Data to use START

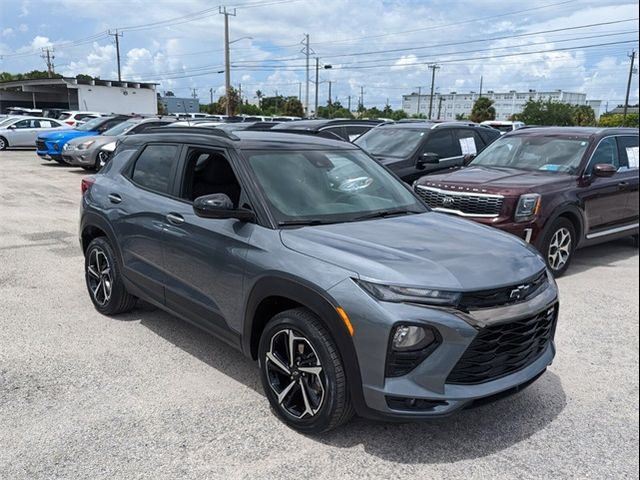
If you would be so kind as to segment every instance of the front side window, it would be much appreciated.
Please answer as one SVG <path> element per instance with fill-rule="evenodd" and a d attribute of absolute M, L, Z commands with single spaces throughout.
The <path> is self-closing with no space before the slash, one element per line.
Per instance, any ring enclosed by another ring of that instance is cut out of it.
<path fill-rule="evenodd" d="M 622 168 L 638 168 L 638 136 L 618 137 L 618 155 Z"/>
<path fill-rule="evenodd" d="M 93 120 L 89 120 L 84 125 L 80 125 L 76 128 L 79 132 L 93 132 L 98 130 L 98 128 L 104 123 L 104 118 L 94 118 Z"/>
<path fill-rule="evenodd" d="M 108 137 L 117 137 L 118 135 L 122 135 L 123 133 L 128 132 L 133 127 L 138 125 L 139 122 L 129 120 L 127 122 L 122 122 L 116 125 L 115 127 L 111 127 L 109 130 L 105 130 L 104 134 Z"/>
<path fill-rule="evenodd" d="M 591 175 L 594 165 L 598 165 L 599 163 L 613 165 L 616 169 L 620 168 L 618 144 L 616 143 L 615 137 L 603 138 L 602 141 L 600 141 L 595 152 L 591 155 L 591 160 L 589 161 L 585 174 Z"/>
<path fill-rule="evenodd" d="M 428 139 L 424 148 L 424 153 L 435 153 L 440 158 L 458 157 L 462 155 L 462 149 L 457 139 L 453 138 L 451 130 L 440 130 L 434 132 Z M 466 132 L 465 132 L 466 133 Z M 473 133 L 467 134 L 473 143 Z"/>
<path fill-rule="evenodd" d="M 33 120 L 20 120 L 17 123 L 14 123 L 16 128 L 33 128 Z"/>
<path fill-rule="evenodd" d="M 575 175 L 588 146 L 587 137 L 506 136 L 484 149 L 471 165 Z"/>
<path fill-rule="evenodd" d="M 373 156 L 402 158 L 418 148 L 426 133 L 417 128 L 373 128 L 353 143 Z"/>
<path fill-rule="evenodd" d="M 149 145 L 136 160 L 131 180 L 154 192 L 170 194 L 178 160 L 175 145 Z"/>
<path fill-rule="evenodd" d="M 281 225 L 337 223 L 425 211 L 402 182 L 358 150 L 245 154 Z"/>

Data to use END
Data to use START

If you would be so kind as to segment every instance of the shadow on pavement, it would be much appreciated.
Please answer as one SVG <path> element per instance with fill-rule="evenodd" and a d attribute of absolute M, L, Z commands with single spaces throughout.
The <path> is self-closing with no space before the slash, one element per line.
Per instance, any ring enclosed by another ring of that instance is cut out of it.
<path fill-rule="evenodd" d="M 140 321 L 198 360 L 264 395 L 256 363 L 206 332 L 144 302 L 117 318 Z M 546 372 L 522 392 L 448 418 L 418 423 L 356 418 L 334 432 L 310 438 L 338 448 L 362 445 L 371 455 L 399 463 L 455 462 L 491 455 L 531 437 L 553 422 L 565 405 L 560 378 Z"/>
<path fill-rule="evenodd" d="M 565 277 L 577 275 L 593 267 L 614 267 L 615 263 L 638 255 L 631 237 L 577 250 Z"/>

Data to use END

• **Exercise objective**:
Above are records; count the lines among them that include the word "would", and give only the number.

• **Answer to this exercise**:
2